GIVEN EXERCISE: Retype each of the lines below character for character, from the first to the last.
# START OF DATA LINES
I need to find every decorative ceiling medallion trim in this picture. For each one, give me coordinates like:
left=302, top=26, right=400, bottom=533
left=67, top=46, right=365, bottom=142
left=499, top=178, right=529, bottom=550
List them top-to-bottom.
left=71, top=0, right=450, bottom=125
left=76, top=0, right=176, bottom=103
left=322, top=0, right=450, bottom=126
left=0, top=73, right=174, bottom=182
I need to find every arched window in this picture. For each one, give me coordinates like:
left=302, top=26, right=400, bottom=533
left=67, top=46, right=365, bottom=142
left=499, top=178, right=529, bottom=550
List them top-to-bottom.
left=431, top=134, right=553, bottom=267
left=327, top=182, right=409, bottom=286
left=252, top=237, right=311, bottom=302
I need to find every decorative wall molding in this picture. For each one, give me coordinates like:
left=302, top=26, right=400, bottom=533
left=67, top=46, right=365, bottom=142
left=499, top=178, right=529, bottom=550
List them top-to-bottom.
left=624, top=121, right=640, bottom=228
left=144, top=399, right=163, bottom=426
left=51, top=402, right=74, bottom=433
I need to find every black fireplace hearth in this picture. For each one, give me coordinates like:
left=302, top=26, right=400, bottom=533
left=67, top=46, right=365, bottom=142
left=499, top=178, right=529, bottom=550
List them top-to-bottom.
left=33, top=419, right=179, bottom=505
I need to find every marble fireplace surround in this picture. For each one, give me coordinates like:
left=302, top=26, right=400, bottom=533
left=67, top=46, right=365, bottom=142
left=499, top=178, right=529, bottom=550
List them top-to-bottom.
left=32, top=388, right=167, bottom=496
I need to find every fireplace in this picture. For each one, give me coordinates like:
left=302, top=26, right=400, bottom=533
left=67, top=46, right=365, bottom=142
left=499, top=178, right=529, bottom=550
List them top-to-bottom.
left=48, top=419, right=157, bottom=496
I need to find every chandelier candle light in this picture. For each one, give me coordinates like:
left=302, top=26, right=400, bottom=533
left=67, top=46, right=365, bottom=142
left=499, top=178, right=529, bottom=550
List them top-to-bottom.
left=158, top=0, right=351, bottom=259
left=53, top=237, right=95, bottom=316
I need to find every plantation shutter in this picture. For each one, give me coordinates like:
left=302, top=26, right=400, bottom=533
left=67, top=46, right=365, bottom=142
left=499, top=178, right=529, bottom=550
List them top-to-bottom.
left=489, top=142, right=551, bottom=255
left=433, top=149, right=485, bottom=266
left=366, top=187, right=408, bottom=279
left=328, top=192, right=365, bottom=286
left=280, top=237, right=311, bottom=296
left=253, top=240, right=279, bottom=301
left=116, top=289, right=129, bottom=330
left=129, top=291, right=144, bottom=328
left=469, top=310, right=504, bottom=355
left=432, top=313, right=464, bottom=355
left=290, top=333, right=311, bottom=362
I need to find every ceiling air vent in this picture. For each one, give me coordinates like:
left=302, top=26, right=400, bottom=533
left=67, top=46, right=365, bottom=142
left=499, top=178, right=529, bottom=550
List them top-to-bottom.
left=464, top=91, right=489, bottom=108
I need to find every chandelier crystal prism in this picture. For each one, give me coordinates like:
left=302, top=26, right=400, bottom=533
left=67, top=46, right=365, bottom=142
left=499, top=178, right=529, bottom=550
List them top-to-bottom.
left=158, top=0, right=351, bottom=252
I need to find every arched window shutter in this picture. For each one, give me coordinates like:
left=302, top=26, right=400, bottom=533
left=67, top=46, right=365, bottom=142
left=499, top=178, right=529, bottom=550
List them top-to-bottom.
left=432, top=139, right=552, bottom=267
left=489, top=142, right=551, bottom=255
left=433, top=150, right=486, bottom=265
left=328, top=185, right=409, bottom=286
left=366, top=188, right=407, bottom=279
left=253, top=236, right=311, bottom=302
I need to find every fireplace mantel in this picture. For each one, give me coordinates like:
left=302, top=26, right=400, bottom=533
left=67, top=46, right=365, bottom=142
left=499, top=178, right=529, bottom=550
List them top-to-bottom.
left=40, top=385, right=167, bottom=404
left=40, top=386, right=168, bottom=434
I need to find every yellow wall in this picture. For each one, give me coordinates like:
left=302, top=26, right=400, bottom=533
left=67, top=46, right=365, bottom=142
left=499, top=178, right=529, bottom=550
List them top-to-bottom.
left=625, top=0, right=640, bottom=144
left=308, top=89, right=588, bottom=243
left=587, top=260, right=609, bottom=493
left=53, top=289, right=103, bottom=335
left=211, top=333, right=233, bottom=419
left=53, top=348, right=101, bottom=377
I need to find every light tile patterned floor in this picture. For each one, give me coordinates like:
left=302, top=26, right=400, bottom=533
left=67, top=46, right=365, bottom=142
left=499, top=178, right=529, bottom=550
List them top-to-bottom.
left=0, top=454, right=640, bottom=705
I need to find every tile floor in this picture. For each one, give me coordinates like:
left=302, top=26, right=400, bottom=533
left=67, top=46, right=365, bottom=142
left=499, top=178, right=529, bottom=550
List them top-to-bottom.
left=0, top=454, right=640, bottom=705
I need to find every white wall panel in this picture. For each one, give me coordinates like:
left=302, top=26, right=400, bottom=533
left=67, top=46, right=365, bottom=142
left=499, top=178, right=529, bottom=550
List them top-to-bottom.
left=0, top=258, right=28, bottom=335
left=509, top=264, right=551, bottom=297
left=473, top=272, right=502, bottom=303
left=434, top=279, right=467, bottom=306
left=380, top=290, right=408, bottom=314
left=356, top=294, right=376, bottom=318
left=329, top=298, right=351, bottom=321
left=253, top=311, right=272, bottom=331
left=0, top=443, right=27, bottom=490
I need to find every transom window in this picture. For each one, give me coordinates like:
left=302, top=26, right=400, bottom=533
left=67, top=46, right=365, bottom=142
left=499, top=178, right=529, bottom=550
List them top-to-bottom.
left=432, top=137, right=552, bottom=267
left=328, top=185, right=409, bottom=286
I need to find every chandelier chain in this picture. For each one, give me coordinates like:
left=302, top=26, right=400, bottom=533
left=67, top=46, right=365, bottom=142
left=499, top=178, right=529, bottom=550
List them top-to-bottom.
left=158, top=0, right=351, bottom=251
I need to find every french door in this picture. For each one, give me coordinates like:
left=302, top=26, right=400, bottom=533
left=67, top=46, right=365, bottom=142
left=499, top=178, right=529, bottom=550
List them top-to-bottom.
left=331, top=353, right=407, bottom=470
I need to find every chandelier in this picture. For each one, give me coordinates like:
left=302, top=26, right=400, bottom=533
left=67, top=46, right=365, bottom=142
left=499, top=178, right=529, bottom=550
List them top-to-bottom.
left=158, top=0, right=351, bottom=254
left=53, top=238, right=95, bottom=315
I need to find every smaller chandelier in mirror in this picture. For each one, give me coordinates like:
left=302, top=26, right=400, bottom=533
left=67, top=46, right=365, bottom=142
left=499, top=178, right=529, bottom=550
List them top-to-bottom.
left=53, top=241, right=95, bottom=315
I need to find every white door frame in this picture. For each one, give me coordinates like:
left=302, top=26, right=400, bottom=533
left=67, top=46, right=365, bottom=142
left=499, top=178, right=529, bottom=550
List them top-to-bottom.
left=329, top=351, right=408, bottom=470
# END OF DATA LINES
EXERCISE RESPONSE:
I need to find every decorative ceiling medallion trim in this picture. For each one, give me coordinates like:
left=302, top=26, right=400, bottom=533
left=67, top=46, right=365, bottom=142
left=499, top=178, right=529, bottom=550
List them top-to-bottom.
left=71, top=0, right=450, bottom=125
left=76, top=0, right=176, bottom=103
left=322, top=0, right=450, bottom=126
left=0, top=73, right=174, bottom=182
I need to find every arched window in this picture. For each one, give me coordinates like:
left=302, top=26, right=400, bottom=533
left=67, top=46, right=365, bottom=142
left=499, top=178, right=529, bottom=550
List them top-to-bottom.
left=431, top=134, right=553, bottom=267
left=327, top=182, right=409, bottom=286
left=252, top=237, right=311, bottom=302
I need to find every decorative wall molding in this picture. For each one, give me coordinates like:
left=302, top=26, right=400, bottom=533
left=67, top=46, right=365, bottom=142
left=499, top=178, right=529, bottom=550
List them top-to-bottom.
left=624, top=121, right=640, bottom=228
left=144, top=399, right=163, bottom=426
left=51, top=402, right=74, bottom=433
I need to find every black fireplace hearth in this picture. For each one, give me coordinates like:
left=302, top=26, right=400, bottom=533
left=67, top=46, right=365, bottom=142
left=499, top=178, right=529, bottom=550
List them top-to-bottom.
left=33, top=419, right=179, bottom=505
I need to find every marble fireplace surround in this picture. For each one, give me coordinates like:
left=302, top=26, right=400, bottom=533
left=67, top=46, right=365, bottom=142
left=499, top=178, right=529, bottom=550
List them top-to-bottom.
left=32, top=388, right=167, bottom=496
I need to find every fireplace in this picture. For each one, give me coordinates like:
left=302, top=26, right=400, bottom=533
left=67, top=46, right=365, bottom=142
left=499, top=178, right=529, bottom=550
List them top-to-bottom.
left=48, top=419, right=157, bottom=496
I need to find every chandelier candle light in this picture. For each one, give me coordinates like:
left=302, top=26, right=400, bottom=533
left=67, top=46, right=365, bottom=142
left=499, top=178, right=529, bottom=550
List them top-to-bottom.
left=158, top=0, right=351, bottom=259
left=53, top=237, right=95, bottom=316
I need to find every plantation shutter in this picture. For each one, give me coordinates like:
left=302, top=26, right=400, bottom=533
left=67, top=46, right=365, bottom=142
left=499, top=178, right=529, bottom=550
List them top-to-bottom.
left=489, top=142, right=551, bottom=255
left=433, top=149, right=485, bottom=266
left=366, top=187, right=408, bottom=279
left=328, top=192, right=365, bottom=286
left=280, top=237, right=311, bottom=296
left=253, top=240, right=279, bottom=301
left=116, top=289, right=129, bottom=330
left=129, top=291, right=144, bottom=328
left=469, top=310, right=504, bottom=355
left=432, top=313, right=464, bottom=355
left=290, top=333, right=311, bottom=362
I need to find every ceiling air vent in this picture. For each one, give me coordinates like:
left=302, top=26, right=400, bottom=533
left=67, top=46, right=365, bottom=142
left=499, top=178, right=529, bottom=550
List them top-to-bottom.
left=464, top=91, right=489, bottom=108
I need to find every chandelier crystal prism in this picture. For each one, give me coordinates like:
left=302, top=26, right=400, bottom=533
left=67, top=46, right=365, bottom=142
left=499, top=178, right=529, bottom=550
List them top-to-bottom.
left=158, top=0, right=351, bottom=252
I need to find every arched window shutter in this picture. For each one, give me coordinates like:
left=302, top=26, right=400, bottom=533
left=67, top=46, right=365, bottom=142
left=499, top=178, right=529, bottom=550
List them top-to-bottom.
left=432, top=139, right=552, bottom=267
left=489, top=142, right=551, bottom=255
left=433, top=150, right=486, bottom=265
left=328, top=185, right=409, bottom=286
left=366, top=188, right=407, bottom=279
left=253, top=236, right=311, bottom=302
I need to find every fireplace mantel in this picture. For each one, give me coordinates like:
left=302, top=26, right=400, bottom=533
left=67, top=46, right=365, bottom=142
left=499, top=178, right=529, bottom=550
List them top-to-bottom.
left=40, top=385, right=167, bottom=404
left=40, top=386, right=168, bottom=434
I need to find every yellow wall in this picture. For each one, give me coordinates like:
left=302, top=26, right=400, bottom=533
left=67, top=46, right=365, bottom=142
left=499, top=178, right=529, bottom=550
List them top-to-bottom.
left=625, top=0, right=640, bottom=144
left=308, top=89, right=588, bottom=243
left=587, top=260, right=609, bottom=493
left=53, top=289, right=103, bottom=335
left=211, top=333, right=233, bottom=419
left=53, top=348, right=101, bottom=377
I need to find every light tile patterned floor in this picture. For each one, give me coordinates like:
left=302, top=26, right=400, bottom=533
left=67, top=46, right=365, bottom=142
left=499, top=178, right=529, bottom=550
List them top-to-bottom.
left=0, top=454, right=640, bottom=705
I need to find every tile floor in this picture. For each one, give me coordinates like:
left=302, top=26, right=400, bottom=533
left=67, top=46, right=365, bottom=142
left=499, top=178, right=529, bottom=550
List them top-to-bottom.
left=0, top=454, right=640, bottom=705
I need to find every white wall panel in this picture. For each one, give me coordinates like:
left=302, top=26, right=400, bottom=533
left=67, top=46, right=365, bottom=142
left=499, top=178, right=529, bottom=550
List them top-to-bottom.
left=0, top=258, right=28, bottom=335
left=509, top=264, right=551, bottom=297
left=473, top=272, right=502, bottom=303
left=434, top=279, right=467, bottom=306
left=380, top=290, right=408, bottom=314
left=356, top=294, right=376, bottom=318
left=329, top=298, right=351, bottom=321
left=253, top=311, right=272, bottom=331
left=0, top=443, right=27, bottom=490
I need to find every transom window in this picture. For each one, give me coordinates like:
left=302, top=26, right=400, bottom=533
left=67, top=46, right=365, bottom=142
left=499, top=178, right=529, bottom=550
List them top-to-bottom.
left=432, top=137, right=552, bottom=267
left=328, top=185, right=409, bottom=286
I need to find every chandelier chain in this picture. For each one, give me coordinates like:
left=302, top=26, right=400, bottom=533
left=67, top=46, right=365, bottom=142
left=499, top=178, right=529, bottom=550
List them top-to-bottom.
left=158, top=0, right=351, bottom=251
I need to find every french door in this picture. For each one, give me coordinates like:
left=302, top=26, right=400, bottom=533
left=67, top=46, right=365, bottom=142
left=499, top=178, right=529, bottom=550
List them top-to-bottom.
left=331, top=353, right=407, bottom=470
I need to find every chandelier in this picture. For each one, give me coordinates like:
left=302, top=26, right=400, bottom=533
left=67, top=46, right=365, bottom=142
left=499, top=178, right=529, bottom=550
List them top-to-bottom.
left=158, top=0, right=351, bottom=254
left=53, top=238, right=95, bottom=315
I need to find every smaller chandelier in mirror in this picture. For each one, give me coordinates like:
left=302, top=26, right=400, bottom=533
left=67, top=46, right=365, bottom=142
left=499, top=178, right=529, bottom=550
List them top-to-bottom.
left=53, top=241, right=95, bottom=315
I need to find every white door frame in this picture. For each one, give me coordinates like:
left=302, top=26, right=400, bottom=533
left=67, top=46, right=365, bottom=142
left=499, top=178, right=529, bottom=550
List them top-to-bottom.
left=329, top=351, right=408, bottom=470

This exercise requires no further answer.